Activity:
The full listing should be set down exactly as it reads.

Data for processing:
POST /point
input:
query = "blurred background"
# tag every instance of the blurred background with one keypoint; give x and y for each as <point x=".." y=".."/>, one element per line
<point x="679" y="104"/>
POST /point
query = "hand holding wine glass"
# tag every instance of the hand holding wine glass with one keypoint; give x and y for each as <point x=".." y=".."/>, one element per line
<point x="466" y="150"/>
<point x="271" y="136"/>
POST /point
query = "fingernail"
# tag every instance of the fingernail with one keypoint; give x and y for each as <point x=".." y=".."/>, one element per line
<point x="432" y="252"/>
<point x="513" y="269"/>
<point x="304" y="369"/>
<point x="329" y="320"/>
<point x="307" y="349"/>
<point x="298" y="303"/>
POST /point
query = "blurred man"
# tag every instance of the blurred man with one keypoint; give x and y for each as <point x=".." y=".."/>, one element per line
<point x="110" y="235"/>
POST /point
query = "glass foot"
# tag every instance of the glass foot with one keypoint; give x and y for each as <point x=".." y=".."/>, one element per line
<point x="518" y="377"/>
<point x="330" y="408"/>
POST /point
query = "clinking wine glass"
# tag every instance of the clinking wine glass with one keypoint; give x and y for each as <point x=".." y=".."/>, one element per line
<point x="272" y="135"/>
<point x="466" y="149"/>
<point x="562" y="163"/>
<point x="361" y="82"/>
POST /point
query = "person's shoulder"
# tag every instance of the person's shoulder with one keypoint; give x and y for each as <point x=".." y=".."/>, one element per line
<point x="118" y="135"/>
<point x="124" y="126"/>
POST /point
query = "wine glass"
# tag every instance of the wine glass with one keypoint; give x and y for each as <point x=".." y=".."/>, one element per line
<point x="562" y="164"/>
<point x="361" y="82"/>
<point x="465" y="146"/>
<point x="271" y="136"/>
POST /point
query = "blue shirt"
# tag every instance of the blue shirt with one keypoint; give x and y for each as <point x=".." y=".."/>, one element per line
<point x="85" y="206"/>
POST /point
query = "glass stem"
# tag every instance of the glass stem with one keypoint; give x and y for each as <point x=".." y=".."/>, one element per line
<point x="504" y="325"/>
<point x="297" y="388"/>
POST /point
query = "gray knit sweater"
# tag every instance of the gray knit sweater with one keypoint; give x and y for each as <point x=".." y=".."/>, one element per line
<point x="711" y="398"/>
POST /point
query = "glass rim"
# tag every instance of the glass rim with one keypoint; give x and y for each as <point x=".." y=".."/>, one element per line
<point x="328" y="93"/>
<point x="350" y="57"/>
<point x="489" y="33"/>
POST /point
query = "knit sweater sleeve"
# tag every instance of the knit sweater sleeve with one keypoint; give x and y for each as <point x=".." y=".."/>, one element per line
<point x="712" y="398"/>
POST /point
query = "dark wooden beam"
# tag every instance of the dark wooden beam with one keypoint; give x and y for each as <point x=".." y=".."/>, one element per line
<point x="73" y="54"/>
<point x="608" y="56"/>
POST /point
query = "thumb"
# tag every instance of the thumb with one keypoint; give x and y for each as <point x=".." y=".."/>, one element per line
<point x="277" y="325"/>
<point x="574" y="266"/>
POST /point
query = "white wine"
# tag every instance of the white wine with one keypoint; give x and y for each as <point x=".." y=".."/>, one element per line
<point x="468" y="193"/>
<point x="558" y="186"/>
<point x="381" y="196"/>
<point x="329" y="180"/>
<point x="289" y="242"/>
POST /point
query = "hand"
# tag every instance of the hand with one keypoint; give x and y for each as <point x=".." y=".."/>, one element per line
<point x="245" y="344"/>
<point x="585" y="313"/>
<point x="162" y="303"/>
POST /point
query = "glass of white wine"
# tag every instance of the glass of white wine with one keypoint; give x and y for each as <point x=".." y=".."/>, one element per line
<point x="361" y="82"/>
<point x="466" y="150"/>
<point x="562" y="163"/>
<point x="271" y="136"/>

Answer space:
POST /point
input:
query = "blurred background"
# tag every instance of the blurred background with one keypoint; give x and y for each as <point x=".." y=".."/>, one element per line
<point x="679" y="104"/>
POST /point
query = "hand holding wine glass"
# tag every instance of the hand holding wine glass with one keypoint; give x and y for each as <point x=".." y=".."/>, one element per line
<point x="466" y="150"/>
<point x="271" y="136"/>
POST /point
query = "fingernail"
# tag every instance of the fingernail with one keypoint; give x and y for each as <point x=".." y=".."/>, one element per line
<point x="432" y="252"/>
<point x="513" y="269"/>
<point x="304" y="369"/>
<point x="329" y="320"/>
<point x="307" y="349"/>
<point x="298" y="303"/>
POST /point
query = "blurred man"
# tag every instance of the blurred man with one keypoint; give x and y for each as <point x=".." y=".."/>, one element per line
<point x="110" y="235"/>
POST /point
query = "glass foot"
# tag every instance of the glass foot with one keypoint; give x and y for each as <point x=".." y=".."/>, one element per line
<point x="518" y="377"/>
<point x="330" y="408"/>
POST /point
query = "clinking wine glass"
# tag every instance of the clinking wine glass with one keypoint; give x and y for each as <point x=".." y=".."/>, one element per line
<point x="272" y="135"/>
<point x="466" y="149"/>
<point x="562" y="163"/>
<point x="361" y="82"/>
POST /point
query = "person's shoulder"
# tag every instance of the person's shoulder with one keypoint; give x and y for each as <point x=".." y=".."/>, one element per line
<point x="118" y="135"/>
<point x="124" y="126"/>
POST /point
query = "wine glass"
# tag every instance of the wine glass with one keypoint; give x and y for each as <point x=".." y=".."/>, one element per line
<point x="562" y="164"/>
<point x="361" y="82"/>
<point x="465" y="146"/>
<point x="271" y="136"/>
POST /point
query = "blue shirt"
# tag every instance of the blue shirt with one keypoint; give x and y for each as <point x=".." y=".."/>, one element per line
<point x="85" y="206"/>
POST /point
query = "glass stem"
# tag every instance of the glass stem with one keypoint; give x and y for each as <point x=".." y=".."/>, one element per line
<point x="504" y="325"/>
<point x="297" y="388"/>
POST /point
query = "gray knit sweater"
# tag every instance of the gray knit sweater with one keypoint; give x and y for each as <point x=".." y=".."/>, one element per line
<point x="711" y="398"/>
POST /point
query = "glass rim"
# tag every instance of the glass rim with one keypoint; give x and y for each as <point x=".." y=".."/>, one element per line
<point x="328" y="93"/>
<point x="350" y="57"/>
<point x="489" y="33"/>
POST /point
query = "knit sweater sleeve"
# tag every instance of the knit sweater sleeve with one keypoint; give x and y for each as <point x=".." y=".."/>, one element per line
<point x="712" y="398"/>
POST /point
query = "dark wooden beam"
# tag every instance of the dark wooden beam with one keypoint; give x and y for each as <point x=".." y=".."/>, one element per line
<point x="73" y="54"/>
<point x="608" y="56"/>
POST /point
query = "thumb"
# tag every instance of the thumb with one keypoint; give x and y for each as <point x=".." y=".."/>, one element per line
<point x="277" y="325"/>
<point x="574" y="266"/>
POST /point
query = "white wine"
# tag every instance of the white wine with one keypoint; give x and y for each as <point x=".." y=".."/>, one element per line
<point x="468" y="193"/>
<point x="558" y="186"/>
<point x="381" y="196"/>
<point x="329" y="180"/>
<point x="289" y="242"/>
POST /point
query = "hand"
# tag every instance of the hand with one keypoint; give x and y for each as <point x=".." y=".."/>, one element per line
<point x="245" y="344"/>
<point x="585" y="313"/>
<point x="162" y="303"/>
POST /point
query = "glass of white wine"
# tag every instance of the glass of white wine with one keypoint; give x and y for each as <point x=".." y=".."/>, one element per line
<point x="361" y="82"/>
<point x="466" y="150"/>
<point x="562" y="163"/>
<point x="271" y="136"/>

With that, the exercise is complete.